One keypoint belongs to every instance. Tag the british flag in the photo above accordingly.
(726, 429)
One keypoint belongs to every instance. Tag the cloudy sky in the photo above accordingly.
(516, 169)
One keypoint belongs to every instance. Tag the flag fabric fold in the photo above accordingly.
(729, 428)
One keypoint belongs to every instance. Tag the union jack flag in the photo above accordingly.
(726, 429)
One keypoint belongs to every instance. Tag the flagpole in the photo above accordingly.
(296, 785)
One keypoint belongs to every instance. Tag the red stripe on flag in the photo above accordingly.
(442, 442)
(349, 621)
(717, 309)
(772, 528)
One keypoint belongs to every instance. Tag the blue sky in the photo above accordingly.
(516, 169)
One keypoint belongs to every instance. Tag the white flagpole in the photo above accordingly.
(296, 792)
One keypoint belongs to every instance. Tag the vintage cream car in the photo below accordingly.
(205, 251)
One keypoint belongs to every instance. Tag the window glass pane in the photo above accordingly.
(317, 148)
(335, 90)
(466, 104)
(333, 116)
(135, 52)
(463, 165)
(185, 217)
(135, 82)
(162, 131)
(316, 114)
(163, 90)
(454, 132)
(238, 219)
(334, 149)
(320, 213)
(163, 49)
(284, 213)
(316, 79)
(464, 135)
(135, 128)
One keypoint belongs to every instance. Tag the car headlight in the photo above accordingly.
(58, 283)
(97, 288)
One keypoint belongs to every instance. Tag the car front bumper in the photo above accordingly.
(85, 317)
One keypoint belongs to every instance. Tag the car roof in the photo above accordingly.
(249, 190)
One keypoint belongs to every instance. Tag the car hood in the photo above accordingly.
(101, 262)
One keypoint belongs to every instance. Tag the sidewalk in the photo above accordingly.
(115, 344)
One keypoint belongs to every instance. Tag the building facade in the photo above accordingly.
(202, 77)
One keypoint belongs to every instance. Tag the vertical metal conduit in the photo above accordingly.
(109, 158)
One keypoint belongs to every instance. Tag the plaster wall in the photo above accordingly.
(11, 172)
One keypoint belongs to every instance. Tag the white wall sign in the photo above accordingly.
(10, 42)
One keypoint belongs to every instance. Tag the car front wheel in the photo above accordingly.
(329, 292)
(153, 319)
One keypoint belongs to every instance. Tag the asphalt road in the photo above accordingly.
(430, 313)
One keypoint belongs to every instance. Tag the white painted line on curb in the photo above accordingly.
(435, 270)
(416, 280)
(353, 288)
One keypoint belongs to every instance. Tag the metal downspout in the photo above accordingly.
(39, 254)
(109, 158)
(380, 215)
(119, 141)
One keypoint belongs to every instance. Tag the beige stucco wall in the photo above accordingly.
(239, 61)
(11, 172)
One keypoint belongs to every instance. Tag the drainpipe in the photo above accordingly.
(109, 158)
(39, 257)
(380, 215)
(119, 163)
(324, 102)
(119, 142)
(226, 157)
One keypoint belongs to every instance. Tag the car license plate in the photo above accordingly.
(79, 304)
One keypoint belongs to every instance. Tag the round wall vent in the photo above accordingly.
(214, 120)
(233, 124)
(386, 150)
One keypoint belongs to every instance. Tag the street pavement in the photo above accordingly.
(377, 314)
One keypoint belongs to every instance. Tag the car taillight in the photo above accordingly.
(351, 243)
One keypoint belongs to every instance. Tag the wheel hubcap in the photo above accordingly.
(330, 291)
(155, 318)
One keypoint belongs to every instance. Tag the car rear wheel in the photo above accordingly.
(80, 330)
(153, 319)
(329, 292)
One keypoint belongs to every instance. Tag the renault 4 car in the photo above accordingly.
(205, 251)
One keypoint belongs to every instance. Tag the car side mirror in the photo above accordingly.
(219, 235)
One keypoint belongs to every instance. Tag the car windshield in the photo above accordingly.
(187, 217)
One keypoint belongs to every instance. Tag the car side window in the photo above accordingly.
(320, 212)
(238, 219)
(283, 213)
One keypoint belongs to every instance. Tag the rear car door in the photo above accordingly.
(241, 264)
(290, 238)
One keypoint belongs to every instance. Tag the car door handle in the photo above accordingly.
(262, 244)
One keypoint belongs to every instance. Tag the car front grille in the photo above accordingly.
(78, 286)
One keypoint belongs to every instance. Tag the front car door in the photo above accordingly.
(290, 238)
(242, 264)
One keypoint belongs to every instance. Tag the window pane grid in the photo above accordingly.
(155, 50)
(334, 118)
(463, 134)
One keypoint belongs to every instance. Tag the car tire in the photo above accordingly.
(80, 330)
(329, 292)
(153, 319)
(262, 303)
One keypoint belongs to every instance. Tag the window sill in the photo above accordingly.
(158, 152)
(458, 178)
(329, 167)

= = = =

> **What is needed**: An exact copy of all the entries is the required answer.

> **Exercise result**:
One keypoint belongs to every instance. Tag the british flag in the photo above accordingly.
(726, 429)
One keypoint belongs to every instance. Tag the cloudy sky in the photo above accordingly.
(516, 169)
One keypoint belongs to every instance. Tag the flag fabric fold in the photo above accordingly.
(729, 428)
One keypoint belongs to every instance. Tag the union jack flag in the photo above accordingly.
(726, 429)
One keypoint belongs to every instance. Tag the flagpole in the photo above accordingly.
(296, 785)
One keypoint belongs to every instance. Tag the red stripe on flag in the photo above accordingly.
(442, 442)
(349, 621)
(717, 309)
(772, 528)
One keypoint belongs to every instance. Tag the blue sky in the photo above accordingly.
(516, 169)
One keypoint belongs to every instance. Tag the white flagpole in the photo above accordingly.
(296, 792)
One keypoint belongs to every instance. Tag the vintage cream car in the photo below accordingly.
(205, 251)
One keypoint belongs to every instance. Tag the window glass pane in the photo above accordingly.
(317, 148)
(335, 90)
(466, 104)
(333, 116)
(135, 52)
(463, 165)
(185, 217)
(135, 82)
(162, 131)
(316, 114)
(163, 90)
(454, 132)
(238, 219)
(334, 149)
(320, 213)
(163, 49)
(284, 213)
(316, 79)
(464, 135)
(135, 128)
One keypoint belongs to every instance. Tag the car headlight in the photo above accordingly.
(58, 283)
(97, 288)
One keypoint belongs to every instance. Tag the car front bumper in the photo above accordingly.
(85, 317)
One keypoint belongs to every instance. Tag the car roof in the photo above accordingly.
(249, 190)
One keypoint belongs to every instance. Tag the car hood in the photo above accordingly.
(101, 262)
One keypoint belongs to every instance. Tag the sidewalk in the photo above accordingly.
(115, 344)
One keypoint belongs to every instance. Tag the building facade in the photo above accordingly.
(202, 77)
One keypoint belongs to every instance. Tag the vertical metal conduit in the photo above accordingly.
(109, 158)
One keypoint belongs to every instance. Tag the plaster wall in the photo above accordingly.
(11, 172)
One keypoint belongs to every instance. Tag the white wall sign in the photo above accordingly.
(10, 42)
One keypoint belongs to every instance. Tag the car front wheel in the photo above accordingly.
(329, 292)
(153, 319)
One keypoint belongs to every instance. Tag the asphalt road in the photo above accordingly.
(430, 313)
One keypoint belongs to every instance. Tag the white painted line on curb in the photo above accordingly.
(435, 270)
(416, 280)
(353, 288)
One keypoint belongs to every instance. Tag the metal downspout in the photo above accordingly.
(39, 254)
(109, 158)
(380, 215)
(119, 141)
One keypoint belongs to every instance. Tag the beige stucco wall in the photo above accordingly.
(239, 61)
(11, 172)
One keypoint belongs to every instance. Tag the drainpipe in the photo above accordingly.
(109, 158)
(39, 257)
(380, 215)
(119, 163)
(324, 102)
(119, 142)
(226, 157)
One keypoint belongs to every instance. Tag the car license plate in the photo above accordingly.
(79, 304)
One keypoint belongs to every instance. Tag the round wall vent in the photo above accordingly.
(214, 120)
(233, 124)
(386, 150)
One keypoint belongs to every instance. Tag the street pavement in the photo above accordingly.
(377, 314)
One keypoint belongs to every instance. Tag the car taillight in the photo above accordingly.
(351, 243)
One keypoint belongs to every instance. Tag the wheel hubcap in the photo above accordingly.
(330, 291)
(155, 318)
One keypoint belongs to every instance. Tag the car rear wheel in the photo above accordingly.
(80, 330)
(153, 319)
(329, 292)
One keypoint belongs to every instance. Tag the renault 4 car in the photo above accordingly.
(205, 251)
One keypoint belongs to every instance. Tag the car side mirror in the photo above accordingly.
(219, 235)
One keypoint belongs to every instance. Tag the car windshield in the photo above accordingly.
(187, 217)
One keypoint belongs to every instance. Tag the car side window in the photo above accordingly.
(320, 212)
(238, 219)
(283, 213)
One keypoint belongs to every instance. Tag the rear car door in the photo above accordingly.
(241, 264)
(290, 238)
One keypoint belongs to every instance. Tag the car door handle in the photo above accordingly.
(262, 244)
One keypoint belongs to every instance. Tag the car front grille in the photo above accordingly.
(78, 286)
One keypoint belongs to every instance. Tag the front car door in the photo above accordingly.
(290, 238)
(242, 264)
One keypoint belongs to every instance. Tag the window pane grid in the photo above accordingly.
(155, 50)
(334, 118)
(463, 134)
One keypoint belongs to every instance. Tag the car tire in the photo above accordingly.
(80, 330)
(329, 292)
(153, 319)
(262, 303)
One keypoint belongs to every instance. Tag the window sill in the photo above accordingly.
(158, 152)
(458, 178)
(329, 167)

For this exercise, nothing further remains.